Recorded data

====================

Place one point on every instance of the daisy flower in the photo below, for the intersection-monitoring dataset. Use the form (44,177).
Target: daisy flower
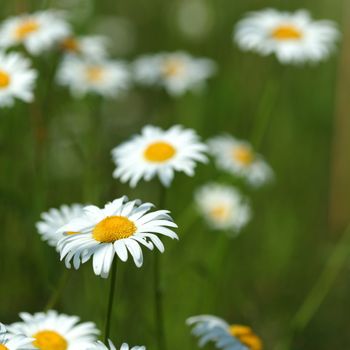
(54,219)
(100,346)
(38,32)
(177,72)
(102,77)
(13,342)
(223,207)
(17,79)
(292,37)
(158,152)
(51,330)
(227,337)
(120,228)
(238,158)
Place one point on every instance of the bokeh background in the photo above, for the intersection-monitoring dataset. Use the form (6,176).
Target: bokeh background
(57,150)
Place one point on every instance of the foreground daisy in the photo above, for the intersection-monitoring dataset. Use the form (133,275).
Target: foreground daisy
(158,152)
(13,342)
(223,207)
(38,32)
(17,79)
(228,337)
(177,72)
(51,330)
(120,228)
(102,77)
(54,219)
(238,158)
(292,37)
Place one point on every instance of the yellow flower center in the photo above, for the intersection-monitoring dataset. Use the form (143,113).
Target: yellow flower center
(5,79)
(26,28)
(243,155)
(113,228)
(286,32)
(159,152)
(246,336)
(49,340)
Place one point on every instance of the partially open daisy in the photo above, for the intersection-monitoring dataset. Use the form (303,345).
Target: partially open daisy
(225,336)
(177,72)
(223,207)
(120,228)
(292,37)
(52,331)
(17,79)
(102,77)
(158,152)
(54,219)
(38,32)
(239,158)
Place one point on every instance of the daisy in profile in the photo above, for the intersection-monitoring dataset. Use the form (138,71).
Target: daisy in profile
(238,158)
(157,152)
(176,72)
(54,219)
(292,37)
(223,207)
(17,79)
(13,342)
(52,331)
(38,32)
(225,336)
(120,228)
(102,77)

====================

## Exercise instructions
Rescale the data from the line containing "Place one point on every instance of the partially" down to the last line, inclusive, writing out every line again. Multiply each answer coordinate by 2.6 and round to the nearest whole number, with halves rounded up, and leave all other numbers unchanged.

## Output for this exercise
Place one point on every instance of the partially open daisy in the photo above, for the intersection-monitoring dataset. Use the form (303,345).
Target: partially open daisy
(585,874)
(460,187)
(580,538)
(312,593)
(759,96)
(135,861)
(44,205)
(265,200)
(411,395)
(140,569)
(99,83)
(621,411)
Place one point on every instance of the daisy in profile in the photo above, for the intersection-monitoring dataset. Use the form (138,71).
Target: daisy in profile
(619,411)
(408,395)
(458,187)
(140,569)
(759,96)
(580,538)
(44,205)
(34,889)
(135,861)
(99,83)
(585,874)
(312,593)
(265,200)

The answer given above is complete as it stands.